■ DATA TO USE:

"""

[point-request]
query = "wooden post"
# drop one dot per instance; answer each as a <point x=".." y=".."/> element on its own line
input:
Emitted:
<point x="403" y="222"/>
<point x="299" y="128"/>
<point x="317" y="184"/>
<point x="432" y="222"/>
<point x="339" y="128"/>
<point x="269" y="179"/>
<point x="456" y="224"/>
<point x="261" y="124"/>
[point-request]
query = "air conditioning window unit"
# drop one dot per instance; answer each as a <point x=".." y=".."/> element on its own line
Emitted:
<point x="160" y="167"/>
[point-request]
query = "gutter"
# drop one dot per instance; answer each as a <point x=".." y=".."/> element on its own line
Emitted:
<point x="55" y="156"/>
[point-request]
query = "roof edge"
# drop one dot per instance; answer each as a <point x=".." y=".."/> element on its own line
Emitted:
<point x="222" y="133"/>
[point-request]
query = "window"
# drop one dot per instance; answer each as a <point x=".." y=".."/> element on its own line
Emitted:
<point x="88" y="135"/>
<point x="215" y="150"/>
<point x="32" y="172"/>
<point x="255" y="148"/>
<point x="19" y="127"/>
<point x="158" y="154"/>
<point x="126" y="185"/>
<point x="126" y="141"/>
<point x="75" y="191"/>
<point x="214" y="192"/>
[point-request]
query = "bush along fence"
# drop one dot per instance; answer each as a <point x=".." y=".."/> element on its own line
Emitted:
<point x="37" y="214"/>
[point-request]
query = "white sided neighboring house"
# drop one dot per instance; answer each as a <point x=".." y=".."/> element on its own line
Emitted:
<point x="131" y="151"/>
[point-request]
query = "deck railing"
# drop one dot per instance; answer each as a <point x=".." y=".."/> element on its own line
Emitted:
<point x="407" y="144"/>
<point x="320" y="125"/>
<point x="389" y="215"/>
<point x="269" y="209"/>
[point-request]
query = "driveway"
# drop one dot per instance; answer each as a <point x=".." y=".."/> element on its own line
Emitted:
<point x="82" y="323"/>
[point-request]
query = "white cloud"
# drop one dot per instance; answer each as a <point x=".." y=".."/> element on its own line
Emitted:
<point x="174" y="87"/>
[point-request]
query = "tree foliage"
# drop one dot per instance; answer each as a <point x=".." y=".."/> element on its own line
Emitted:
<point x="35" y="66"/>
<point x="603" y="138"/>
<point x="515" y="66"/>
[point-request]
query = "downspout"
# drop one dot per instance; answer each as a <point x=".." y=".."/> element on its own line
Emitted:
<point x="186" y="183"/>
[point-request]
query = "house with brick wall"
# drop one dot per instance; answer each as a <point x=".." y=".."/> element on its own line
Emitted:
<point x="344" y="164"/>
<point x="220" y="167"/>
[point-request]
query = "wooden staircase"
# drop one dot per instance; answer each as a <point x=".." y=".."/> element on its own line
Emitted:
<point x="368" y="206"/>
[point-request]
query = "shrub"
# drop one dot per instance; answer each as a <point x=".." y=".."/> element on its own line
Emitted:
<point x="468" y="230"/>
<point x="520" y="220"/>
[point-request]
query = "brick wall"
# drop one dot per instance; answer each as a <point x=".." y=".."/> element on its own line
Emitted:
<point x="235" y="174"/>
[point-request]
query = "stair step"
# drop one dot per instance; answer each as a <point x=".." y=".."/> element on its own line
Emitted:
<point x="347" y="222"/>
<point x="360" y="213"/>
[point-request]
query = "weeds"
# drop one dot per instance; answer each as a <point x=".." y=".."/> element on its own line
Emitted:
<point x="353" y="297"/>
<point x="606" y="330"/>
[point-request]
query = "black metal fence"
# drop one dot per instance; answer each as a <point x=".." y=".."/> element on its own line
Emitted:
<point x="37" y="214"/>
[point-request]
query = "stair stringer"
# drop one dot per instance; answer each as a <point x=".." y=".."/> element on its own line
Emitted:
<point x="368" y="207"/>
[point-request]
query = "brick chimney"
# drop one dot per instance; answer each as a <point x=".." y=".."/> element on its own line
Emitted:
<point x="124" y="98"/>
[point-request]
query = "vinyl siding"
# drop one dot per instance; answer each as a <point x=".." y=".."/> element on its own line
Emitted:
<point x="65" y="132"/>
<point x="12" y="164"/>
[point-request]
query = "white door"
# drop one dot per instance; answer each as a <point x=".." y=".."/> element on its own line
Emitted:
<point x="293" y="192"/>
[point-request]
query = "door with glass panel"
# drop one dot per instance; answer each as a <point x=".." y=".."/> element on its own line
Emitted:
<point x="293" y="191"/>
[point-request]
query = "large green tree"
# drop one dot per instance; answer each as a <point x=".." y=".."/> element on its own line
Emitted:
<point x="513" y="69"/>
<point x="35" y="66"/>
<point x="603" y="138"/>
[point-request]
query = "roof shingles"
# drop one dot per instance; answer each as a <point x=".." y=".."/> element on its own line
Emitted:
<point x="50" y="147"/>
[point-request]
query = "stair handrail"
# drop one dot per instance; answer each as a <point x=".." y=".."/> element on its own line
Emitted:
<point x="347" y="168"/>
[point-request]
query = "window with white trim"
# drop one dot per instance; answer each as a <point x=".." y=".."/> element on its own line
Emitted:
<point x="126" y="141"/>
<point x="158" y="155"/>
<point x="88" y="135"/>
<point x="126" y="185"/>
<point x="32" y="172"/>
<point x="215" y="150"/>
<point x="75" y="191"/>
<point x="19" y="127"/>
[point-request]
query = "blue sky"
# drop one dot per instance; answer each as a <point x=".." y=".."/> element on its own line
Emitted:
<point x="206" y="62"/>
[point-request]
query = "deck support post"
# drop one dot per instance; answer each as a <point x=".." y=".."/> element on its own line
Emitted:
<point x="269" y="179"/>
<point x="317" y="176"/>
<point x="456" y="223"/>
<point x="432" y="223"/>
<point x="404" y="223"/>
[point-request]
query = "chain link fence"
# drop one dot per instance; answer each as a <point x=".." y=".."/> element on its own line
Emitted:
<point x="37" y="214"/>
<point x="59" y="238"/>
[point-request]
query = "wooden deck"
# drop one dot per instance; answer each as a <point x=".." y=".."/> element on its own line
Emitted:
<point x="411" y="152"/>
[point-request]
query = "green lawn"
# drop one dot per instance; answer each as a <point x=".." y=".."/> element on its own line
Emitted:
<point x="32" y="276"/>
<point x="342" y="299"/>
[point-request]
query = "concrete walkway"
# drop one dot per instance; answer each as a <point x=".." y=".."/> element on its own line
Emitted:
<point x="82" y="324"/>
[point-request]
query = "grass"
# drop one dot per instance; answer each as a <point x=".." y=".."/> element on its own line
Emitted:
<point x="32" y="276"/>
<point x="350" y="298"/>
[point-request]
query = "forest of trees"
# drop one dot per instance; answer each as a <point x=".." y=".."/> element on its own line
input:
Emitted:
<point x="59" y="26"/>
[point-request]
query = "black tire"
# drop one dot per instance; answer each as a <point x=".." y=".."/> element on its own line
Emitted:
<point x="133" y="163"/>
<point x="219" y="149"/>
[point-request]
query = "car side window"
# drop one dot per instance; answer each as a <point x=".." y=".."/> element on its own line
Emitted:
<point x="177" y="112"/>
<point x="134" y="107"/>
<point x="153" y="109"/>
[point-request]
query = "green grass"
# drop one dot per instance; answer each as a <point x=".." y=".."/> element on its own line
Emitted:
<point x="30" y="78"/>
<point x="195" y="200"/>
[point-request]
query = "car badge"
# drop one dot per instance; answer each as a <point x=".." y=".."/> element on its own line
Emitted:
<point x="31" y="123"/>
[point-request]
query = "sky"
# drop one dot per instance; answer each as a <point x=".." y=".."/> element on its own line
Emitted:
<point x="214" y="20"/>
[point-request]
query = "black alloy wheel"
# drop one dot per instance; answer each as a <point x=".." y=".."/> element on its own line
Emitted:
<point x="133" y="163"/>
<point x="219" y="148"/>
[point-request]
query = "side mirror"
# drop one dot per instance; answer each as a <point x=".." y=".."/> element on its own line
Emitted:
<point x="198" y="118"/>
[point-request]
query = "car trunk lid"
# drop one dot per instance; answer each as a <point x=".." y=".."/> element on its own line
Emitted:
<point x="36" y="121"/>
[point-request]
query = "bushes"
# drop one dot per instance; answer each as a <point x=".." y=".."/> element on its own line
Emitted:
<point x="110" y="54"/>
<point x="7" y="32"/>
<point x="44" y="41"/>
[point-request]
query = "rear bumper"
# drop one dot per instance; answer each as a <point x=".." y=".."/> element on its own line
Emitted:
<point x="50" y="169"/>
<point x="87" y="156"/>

"""

■ DIRECTIONS: Identify every line in the records above that contains the string "wall", and copy each such line in full. Matching is case-sensitive.

■ FULL RESPONSE:
query = "house with brick wall"
query = "brick wall"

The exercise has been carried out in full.